> [What the task asks] Lay out every line of the listing below as a Markdown table with two columns, Row for the running number and Text for the line itself, skipping any blank lines.

> [Data supplied]
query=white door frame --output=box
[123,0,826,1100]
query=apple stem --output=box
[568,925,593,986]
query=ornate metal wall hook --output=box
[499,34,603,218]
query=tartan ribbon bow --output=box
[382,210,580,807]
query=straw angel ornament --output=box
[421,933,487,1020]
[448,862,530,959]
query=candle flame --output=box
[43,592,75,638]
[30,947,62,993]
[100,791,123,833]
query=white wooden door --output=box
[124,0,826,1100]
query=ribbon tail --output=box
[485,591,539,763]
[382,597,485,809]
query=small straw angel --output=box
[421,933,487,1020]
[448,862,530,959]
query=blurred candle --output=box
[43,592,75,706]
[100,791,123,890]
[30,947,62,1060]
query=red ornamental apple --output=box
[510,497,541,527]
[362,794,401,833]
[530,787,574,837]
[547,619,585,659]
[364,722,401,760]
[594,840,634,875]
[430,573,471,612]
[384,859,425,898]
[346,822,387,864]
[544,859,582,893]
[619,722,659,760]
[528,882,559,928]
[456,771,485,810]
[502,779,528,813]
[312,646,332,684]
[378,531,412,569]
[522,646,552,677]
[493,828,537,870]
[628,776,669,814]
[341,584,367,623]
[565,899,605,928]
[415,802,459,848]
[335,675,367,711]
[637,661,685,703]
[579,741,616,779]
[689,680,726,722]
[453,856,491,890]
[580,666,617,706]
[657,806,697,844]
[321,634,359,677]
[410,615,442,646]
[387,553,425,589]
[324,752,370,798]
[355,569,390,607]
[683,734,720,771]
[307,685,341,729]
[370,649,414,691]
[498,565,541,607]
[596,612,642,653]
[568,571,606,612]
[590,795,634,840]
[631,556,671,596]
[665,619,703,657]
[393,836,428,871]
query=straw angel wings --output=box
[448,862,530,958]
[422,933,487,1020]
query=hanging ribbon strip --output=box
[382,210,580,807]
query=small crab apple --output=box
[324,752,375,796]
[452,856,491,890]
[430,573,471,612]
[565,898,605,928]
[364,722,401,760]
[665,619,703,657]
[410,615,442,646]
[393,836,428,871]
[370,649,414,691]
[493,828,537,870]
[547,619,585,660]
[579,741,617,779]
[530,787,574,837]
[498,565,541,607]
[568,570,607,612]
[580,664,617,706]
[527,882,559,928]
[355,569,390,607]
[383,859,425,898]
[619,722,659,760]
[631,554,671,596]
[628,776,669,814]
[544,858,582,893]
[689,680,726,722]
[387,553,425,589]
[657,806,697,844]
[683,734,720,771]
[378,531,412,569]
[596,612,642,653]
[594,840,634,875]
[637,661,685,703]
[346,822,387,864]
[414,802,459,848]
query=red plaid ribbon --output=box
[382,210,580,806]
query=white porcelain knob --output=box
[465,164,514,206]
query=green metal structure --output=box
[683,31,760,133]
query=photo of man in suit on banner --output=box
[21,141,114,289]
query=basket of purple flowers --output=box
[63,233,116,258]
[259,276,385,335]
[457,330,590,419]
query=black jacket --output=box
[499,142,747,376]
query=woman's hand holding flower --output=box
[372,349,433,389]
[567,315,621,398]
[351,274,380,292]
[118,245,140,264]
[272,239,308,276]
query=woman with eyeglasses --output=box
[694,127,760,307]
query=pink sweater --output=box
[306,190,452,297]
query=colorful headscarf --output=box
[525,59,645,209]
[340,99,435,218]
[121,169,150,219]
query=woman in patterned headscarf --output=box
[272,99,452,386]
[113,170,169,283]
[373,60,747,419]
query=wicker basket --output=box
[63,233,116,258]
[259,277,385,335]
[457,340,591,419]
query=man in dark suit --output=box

> [Solution]
| Row | Text |
|---|---|
| 1 | query=white door frame --output=box |
| 2 | [123,0,826,1100] |
| 3 | query=apple stem --output=box |
| 4 | [568,925,593,986] |
| 5 | query=ornate metal wall hook --output=box |
| 6 | [499,34,603,218] |
| 7 | query=tartan ribbon bow --output=box |
| 8 | [382,210,580,807] |
| 9 | query=straw angel ornament --output=box |
| 10 | [421,933,487,1020] |
| 11 | [448,862,530,959] |
| 12 | query=candle flame --output=box |
| 13 | [43,592,75,638] |
| 14 | [30,947,62,993] |
| 15 | [100,791,123,833] |
| 16 | query=white wooden door --output=box |
| 17 | [124,0,826,1100] |
| 18 | query=ribbon tail --output=box |
| 19 | [485,591,539,763] |
| 20 | [382,597,485,809] |
| 21 | query=small straw angel --output=box |
| 22 | [421,933,487,1020] |
| 23 | [448,862,530,959] |
| 24 | query=blurred candle --output=box |
| 25 | [43,592,75,706] |
| 26 | [100,791,123,890] |
| 27 | [30,947,62,1060] |
| 28 | query=red ornamental apple --output=box |
| 29 | [510,497,541,527] |
| 30 | [362,794,401,833] |
| 31 | [530,787,574,837] |
| 32 | [547,619,585,659] |
| 33 | [364,722,401,760] |
| 34 | [594,840,634,875] |
| 35 | [430,573,471,612] |
| 36 | [384,859,425,898] |
| 37 | [346,822,387,864] |
| 38 | [544,859,582,893] |
| 39 | [619,722,659,760] |
| 40 | [528,882,559,928] |
| 41 | [456,771,485,810] |
| 42 | [502,779,528,813] |
| 43 | [312,646,332,684] |
| 44 | [378,531,412,569] |
| 45 | [522,646,552,677] |
| 46 | [493,828,537,870] |
| 47 | [628,776,669,814] |
| 48 | [341,584,367,623] |
| 49 | [565,899,605,928] |
| 50 | [415,802,459,848] |
| 51 | [335,675,367,711] |
| 52 | [637,661,685,703] |
| 53 | [579,741,616,779] |
| 54 | [689,680,726,722] |
| 55 | [453,856,491,890] |
| 56 | [580,666,617,706] |
| 57 | [657,806,697,844] |
| 58 | [321,634,359,677] |
| 59 | [410,615,442,646] |
| 60 | [387,553,425,589] |
| 61 | [324,752,370,798] |
| 62 | [355,569,390,607] |
| 63 | [683,734,720,771] |
| 64 | [307,685,341,729] |
| 65 | [370,649,414,691] |
| 66 | [498,565,541,607] |
| 67 | [596,612,642,653] |
| 68 | [568,571,606,612] |
| 69 | [590,795,634,840] |
| 70 | [631,556,671,596] |
| 71 | [665,619,703,657] |
| 72 | [393,836,428,871] |
| 73 | query=straw angel wings --output=box |
| 74 | [448,862,530,958] |
| 75 | [422,933,487,1020] |
| 76 | query=hanging ribbon strip --output=box |
| 77 | [382,210,580,807] |
| 78 | query=small crab apple --output=box |
| 79 | [324,752,375,796] |
| 80 | [452,856,491,890] |
| 81 | [430,573,471,612] |
| 82 | [565,898,605,928] |
| 83 | [364,722,401,760] |
| 84 | [665,619,703,657] |
| 85 | [410,615,442,646] |
| 86 | [393,836,428,871] |
| 87 | [370,649,414,691] |
| 88 | [493,828,537,870] |
| 89 | [547,619,585,660] |
| 90 | [579,741,617,779] |
| 91 | [530,787,574,837] |
| 92 | [498,565,541,607] |
| 93 | [568,570,607,612] |
| 94 | [580,664,617,706] |
| 95 | [527,882,559,928] |
| 96 | [355,569,390,607] |
| 97 | [383,859,425,898] |
| 98 | [619,722,659,760] |
| 99 | [631,554,671,596] |
| 100 | [628,776,669,814] |
| 101 | [544,858,582,893] |
| 102 | [689,680,726,722] |
| 103 | [387,553,425,589] |
| 104 | [657,806,697,844] |
| 105 | [683,734,720,771] |
| 106 | [378,531,412,569] |
| 107 | [596,612,642,653] |
| 108 | [594,840,634,875] |
| 109 | [637,661,685,703] |
| 110 | [346,822,387,864] |
| 111 | [414,802,459,848] |
| 112 | query=red plaid ribbon --output=box |
| 113 | [382,210,580,806] |
| 114 | query=white porcelain knob --output=box |
| 115 | [465,164,514,206] |
| 116 | query=green metal structure --output=box |
| 117 | [683,31,760,133] |
| 118 | query=photo of man in suit on banner --output=box |
| 119 | [21,141,114,289] |
| 120 | query=basket of purple flowers --output=box |
| 121 | [63,233,116,258] |
| 122 | [259,276,385,335] |
| 123 | [457,330,590,419] |
| 124 | query=black jacket --output=box |
| 125 | [499,142,747,376] |
| 126 | query=woman's hand holding flower --output=box |
| 127 | [372,349,433,389] |
| 128 | [567,315,621,398] |
| 129 | [351,274,380,292] |
| 130 | [118,245,140,264] |
| 131 | [272,239,308,276] |
| 132 | query=woman with eyeglasses --output=box |
| 133 | [694,127,760,307] |
| 134 | query=pink sweater --output=box |
| 135 | [306,190,452,297] |
| 136 | query=colorful headscarf --output=box |
| 137 | [525,59,645,209] |
| 138 | [340,99,435,218] |
| 139 | [121,169,150,219] |
| 140 | query=woman in patterned headscarf --output=box |
| 141 | [272,99,452,386] |
| 142 | [113,170,169,283] |
| 143 | [373,60,747,419] |
| 144 | query=wicker basket --output=box |
| 145 | [63,233,116,258] |
| 146 | [259,277,385,335] |
| 147 | [457,340,591,419] |
| 148 | query=man in dark suit --output=box |